[INFORMATION SHOWN Boundary: Start]
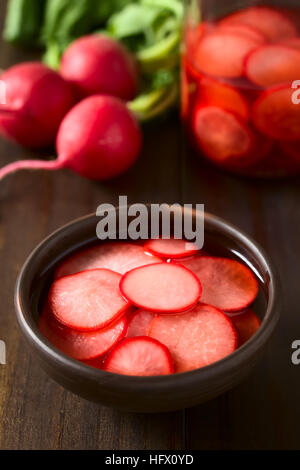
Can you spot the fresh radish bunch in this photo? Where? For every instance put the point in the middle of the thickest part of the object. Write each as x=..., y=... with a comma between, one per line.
x=36, y=100
x=98, y=64
x=99, y=139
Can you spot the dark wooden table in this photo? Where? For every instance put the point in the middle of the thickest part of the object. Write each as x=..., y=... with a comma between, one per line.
x=35, y=413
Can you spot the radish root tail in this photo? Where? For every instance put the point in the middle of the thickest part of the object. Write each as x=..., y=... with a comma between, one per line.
x=30, y=165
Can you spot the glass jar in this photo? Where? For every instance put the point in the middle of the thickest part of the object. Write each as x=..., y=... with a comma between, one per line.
x=240, y=84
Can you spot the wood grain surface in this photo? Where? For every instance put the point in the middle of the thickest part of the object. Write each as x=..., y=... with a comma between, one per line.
x=35, y=413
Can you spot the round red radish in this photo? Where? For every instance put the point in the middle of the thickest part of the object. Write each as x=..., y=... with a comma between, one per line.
x=116, y=256
x=292, y=42
x=140, y=356
x=196, y=339
x=80, y=345
x=36, y=101
x=161, y=287
x=222, y=95
x=171, y=248
x=226, y=283
x=276, y=115
x=223, y=53
x=99, y=139
x=243, y=29
x=87, y=301
x=98, y=64
x=221, y=135
x=272, y=65
x=246, y=325
x=273, y=24
x=139, y=323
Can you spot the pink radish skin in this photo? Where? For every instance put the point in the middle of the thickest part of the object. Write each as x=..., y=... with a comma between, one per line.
x=99, y=139
x=140, y=356
x=161, y=287
x=80, y=345
x=37, y=99
x=88, y=301
x=116, y=256
x=196, y=339
x=98, y=64
x=139, y=323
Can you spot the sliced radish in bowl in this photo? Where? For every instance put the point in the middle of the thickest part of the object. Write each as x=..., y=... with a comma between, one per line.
x=246, y=325
x=223, y=53
x=140, y=356
x=273, y=65
x=226, y=283
x=139, y=323
x=87, y=301
x=272, y=23
x=196, y=339
x=81, y=345
x=116, y=256
x=275, y=114
x=171, y=248
x=161, y=287
x=216, y=93
x=222, y=135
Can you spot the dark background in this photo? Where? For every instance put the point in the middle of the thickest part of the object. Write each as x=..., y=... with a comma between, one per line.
x=35, y=413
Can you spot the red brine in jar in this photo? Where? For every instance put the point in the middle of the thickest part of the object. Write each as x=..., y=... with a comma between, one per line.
x=240, y=101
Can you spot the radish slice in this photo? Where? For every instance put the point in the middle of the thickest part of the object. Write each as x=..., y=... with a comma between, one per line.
x=80, y=345
x=140, y=356
x=87, y=301
x=245, y=30
x=161, y=287
x=246, y=325
x=275, y=114
x=273, y=24
x=215, y=93
x=116, y=256
x=139, y=323
x=272, y=65
x=227, y=284
x=223, y=53
x=196, y=339
x=222, y=135
x=171, y=248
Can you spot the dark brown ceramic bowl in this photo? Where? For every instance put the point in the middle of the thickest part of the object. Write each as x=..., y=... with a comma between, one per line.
x=144, y=394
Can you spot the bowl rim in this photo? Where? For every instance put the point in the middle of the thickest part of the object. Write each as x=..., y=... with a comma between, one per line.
x=233, y=360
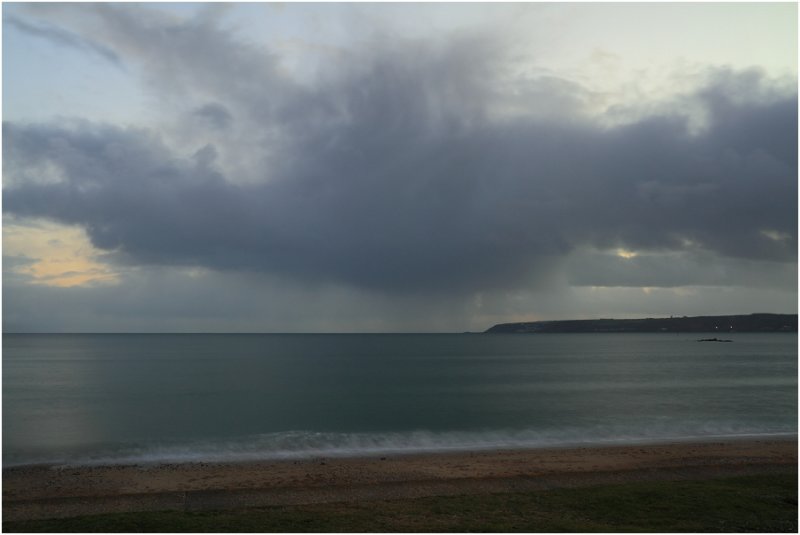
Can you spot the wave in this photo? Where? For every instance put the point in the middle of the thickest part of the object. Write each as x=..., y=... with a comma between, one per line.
x=311, y=444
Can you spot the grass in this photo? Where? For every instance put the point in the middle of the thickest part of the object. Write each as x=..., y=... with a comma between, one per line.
x=766, y=503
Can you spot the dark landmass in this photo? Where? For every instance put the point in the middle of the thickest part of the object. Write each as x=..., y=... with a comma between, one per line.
x=697, y=324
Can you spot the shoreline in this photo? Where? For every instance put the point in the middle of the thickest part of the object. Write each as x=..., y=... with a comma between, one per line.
x=336, y=453
x=36, y=491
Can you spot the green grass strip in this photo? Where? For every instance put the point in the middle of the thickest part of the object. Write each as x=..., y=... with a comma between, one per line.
x=765, y=503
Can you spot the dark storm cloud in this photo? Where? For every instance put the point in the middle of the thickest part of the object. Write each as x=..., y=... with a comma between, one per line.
x=415, y=167
x=61, y=37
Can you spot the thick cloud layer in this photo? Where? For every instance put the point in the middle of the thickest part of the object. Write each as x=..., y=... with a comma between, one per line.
x=420, y=167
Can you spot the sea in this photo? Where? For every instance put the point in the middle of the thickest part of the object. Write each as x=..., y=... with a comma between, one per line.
x=88, y=399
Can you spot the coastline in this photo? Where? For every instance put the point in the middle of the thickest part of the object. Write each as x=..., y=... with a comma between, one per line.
x=36, y=491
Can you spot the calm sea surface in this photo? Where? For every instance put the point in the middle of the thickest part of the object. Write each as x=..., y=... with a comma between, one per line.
x=144, y=398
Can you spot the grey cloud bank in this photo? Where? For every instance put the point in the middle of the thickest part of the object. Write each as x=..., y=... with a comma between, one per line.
x=411, y=167
x=387, y=204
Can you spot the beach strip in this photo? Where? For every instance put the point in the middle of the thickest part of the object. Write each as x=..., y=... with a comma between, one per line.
x=31, y=492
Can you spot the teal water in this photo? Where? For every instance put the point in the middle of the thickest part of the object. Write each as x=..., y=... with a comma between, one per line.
x=82, y=399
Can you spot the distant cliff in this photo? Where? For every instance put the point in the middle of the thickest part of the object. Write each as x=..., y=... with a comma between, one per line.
x=705, y=324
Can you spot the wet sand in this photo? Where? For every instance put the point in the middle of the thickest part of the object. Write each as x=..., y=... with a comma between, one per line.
x=50, y=491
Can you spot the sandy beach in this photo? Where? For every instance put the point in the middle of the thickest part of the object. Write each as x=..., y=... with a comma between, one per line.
x=50, y=492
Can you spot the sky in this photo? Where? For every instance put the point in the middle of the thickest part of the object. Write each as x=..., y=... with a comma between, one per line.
x=302, y=167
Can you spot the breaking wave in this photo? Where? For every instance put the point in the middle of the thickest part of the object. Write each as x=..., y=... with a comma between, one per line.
x=310, y=444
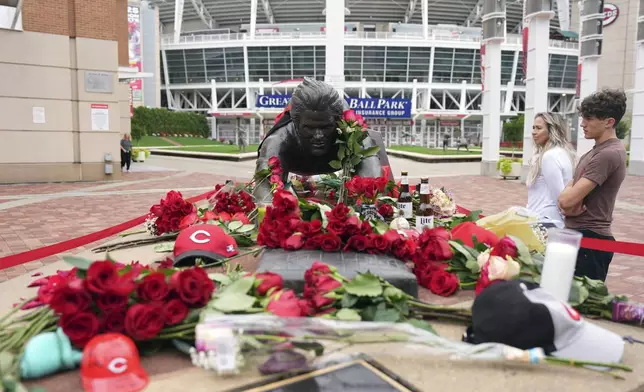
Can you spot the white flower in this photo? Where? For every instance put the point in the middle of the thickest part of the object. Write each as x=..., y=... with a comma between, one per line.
x=502, y=269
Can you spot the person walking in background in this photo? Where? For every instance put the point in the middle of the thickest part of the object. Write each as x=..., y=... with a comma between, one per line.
x=589, y=199
x=550, y=168
x=126, y=152
x=445, y=140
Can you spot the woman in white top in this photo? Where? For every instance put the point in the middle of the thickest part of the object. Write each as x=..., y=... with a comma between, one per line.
x=551, y=168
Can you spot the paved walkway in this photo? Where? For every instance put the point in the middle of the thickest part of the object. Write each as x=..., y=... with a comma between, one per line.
x=36, y=215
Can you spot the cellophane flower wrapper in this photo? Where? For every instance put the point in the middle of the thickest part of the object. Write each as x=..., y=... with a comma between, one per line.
x=410, y=340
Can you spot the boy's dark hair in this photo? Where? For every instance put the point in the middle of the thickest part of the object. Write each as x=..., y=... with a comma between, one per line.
x=604, y=104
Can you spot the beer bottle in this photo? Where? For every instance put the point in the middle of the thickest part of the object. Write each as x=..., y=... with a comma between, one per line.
x=424, y=213
x=404, y=198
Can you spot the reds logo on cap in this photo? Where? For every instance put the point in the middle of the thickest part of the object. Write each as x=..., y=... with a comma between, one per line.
x=208, y=242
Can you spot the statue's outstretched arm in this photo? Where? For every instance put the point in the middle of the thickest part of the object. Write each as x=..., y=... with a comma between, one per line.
x=272, y=146
x=369, y=167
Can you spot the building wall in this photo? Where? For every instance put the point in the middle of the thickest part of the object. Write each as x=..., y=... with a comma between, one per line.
x=45, y=108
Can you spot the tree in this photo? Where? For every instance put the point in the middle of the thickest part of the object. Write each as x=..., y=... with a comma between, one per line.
x=513, y=129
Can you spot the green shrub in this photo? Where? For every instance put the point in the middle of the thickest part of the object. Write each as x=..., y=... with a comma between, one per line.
x=165, y=122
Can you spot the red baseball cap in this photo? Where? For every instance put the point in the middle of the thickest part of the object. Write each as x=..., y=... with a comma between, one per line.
x=208, y=242
x=111, y=363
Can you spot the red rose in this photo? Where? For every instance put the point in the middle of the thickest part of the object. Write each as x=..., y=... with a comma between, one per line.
x=267, y=281
x=70, y=298
x=443, y=283
x=338, y=213
x=320, y=301
x=306, y=308
x=153, y=288
x=284, y=304
x=79, y=327
x=241, y=217
x=330, y=242
x=403, y=249
x=114, y=322
x=144, y=321
x=336, y=227
x=174, y=312
x=111, y=302
x=294, y=242
x=505, y=247
x=209, y=215
x=358, y=243
x=386, y=210
x=193, y=286
x=377, y=244
x=317, y=269
x=101, y=276
x=274, y=161
x=285, y=202
x=188, y=221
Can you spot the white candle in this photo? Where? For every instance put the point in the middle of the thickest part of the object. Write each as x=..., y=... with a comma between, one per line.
x=559, y=269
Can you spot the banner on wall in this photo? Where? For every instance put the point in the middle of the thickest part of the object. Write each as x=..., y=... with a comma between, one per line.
x=134, y=50
x=366, y=107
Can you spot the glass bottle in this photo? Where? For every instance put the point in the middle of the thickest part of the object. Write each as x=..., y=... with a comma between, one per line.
x=405, y=203
x=424, y=213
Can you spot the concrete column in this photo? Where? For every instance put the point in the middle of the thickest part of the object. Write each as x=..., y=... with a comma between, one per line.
x=636, y=163
x=590, y=38
x=494, y=32
x=334, y=65
x=536, y=96
x=424, y=10
x=213, y=104
x=253, y=18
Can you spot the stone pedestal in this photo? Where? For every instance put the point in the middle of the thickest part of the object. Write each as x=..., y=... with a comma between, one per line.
x=292, y=265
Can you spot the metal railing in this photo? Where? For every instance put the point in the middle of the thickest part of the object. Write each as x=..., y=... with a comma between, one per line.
x=435, y=35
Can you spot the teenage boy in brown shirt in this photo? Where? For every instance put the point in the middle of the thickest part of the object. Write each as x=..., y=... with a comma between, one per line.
x=589, y=199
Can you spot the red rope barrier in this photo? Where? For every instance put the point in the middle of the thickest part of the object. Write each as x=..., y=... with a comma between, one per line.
x=64, y=246
x=627, y=248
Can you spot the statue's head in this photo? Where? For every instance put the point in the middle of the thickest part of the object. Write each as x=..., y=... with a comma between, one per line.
x=316, y=107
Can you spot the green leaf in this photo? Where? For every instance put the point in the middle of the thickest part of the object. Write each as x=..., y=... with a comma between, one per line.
x=235, y=225
x=348, y=315
x=387, y=315
x=341, y=152
x=79, y=262
x=422, y=324
x=233, y=302
x=473, y=266
x=462, y=249
x=348, y=300
x=371, y=151
x=394, y=294
x=364, y=285
x=6, y=361
x=310, y=346
x=164, y=247
x=220, y=278
x=240, y=286
x=245, y=229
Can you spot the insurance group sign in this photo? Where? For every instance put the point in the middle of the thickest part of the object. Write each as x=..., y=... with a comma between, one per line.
x=366, y=107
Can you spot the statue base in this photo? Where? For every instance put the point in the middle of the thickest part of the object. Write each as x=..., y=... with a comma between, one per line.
x=292, y=265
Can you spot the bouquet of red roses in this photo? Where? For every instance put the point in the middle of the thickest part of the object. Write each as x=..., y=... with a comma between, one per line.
x=166, y=216
x=104, y=296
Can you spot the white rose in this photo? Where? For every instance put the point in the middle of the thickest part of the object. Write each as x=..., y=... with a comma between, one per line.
x=483, y=258
x=502, y=269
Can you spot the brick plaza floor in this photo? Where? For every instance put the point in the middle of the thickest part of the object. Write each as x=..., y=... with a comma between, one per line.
x=32, y=216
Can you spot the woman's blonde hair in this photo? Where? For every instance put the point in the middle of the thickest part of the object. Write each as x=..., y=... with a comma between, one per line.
x=557, y=137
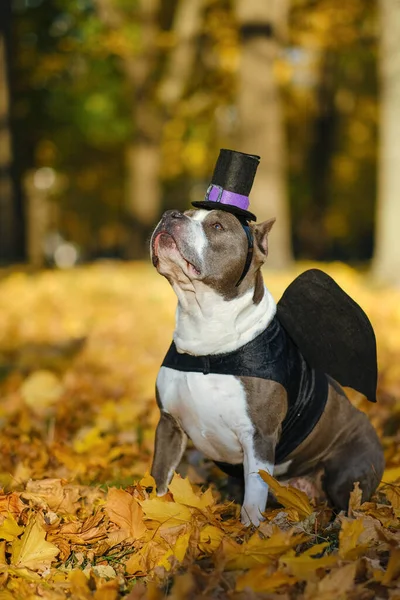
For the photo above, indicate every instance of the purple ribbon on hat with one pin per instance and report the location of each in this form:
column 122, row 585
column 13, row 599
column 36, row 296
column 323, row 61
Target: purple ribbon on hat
column 215, row 193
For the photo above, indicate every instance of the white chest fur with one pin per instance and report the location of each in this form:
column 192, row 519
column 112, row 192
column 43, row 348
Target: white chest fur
column 211, row 409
[INFORMATION SHOWN Boundary: End]
### [GOAL OF THE EXERCISE]
Give again the stretch of lines above from the one with "Can you spot the brick" through the one with "column 323, row 61", both ends kept, and copy no pictures.

### [OUTPUT FOR THIS EXERCISE]
Can you spot the brick plaza floor in this photo? Where? For every instance put the point in the middle of the thickest part of the object. Write each as x=..., y=... with a comma between, one per line.
x=32, y=216
Can you spot the woman's blonde hair in this photo? Where? For every instance put the point in the middle of the thickest part of the object. Write each as x=..., y=... with a comma between, one per line.
x=557, y=137
For the photo above, indicate every instance of the purple ribbon on hat with one pin per instance and report the location of each in this form:
column 122, row 585
column 13, row 599
column 36, row 296
column 323, row 61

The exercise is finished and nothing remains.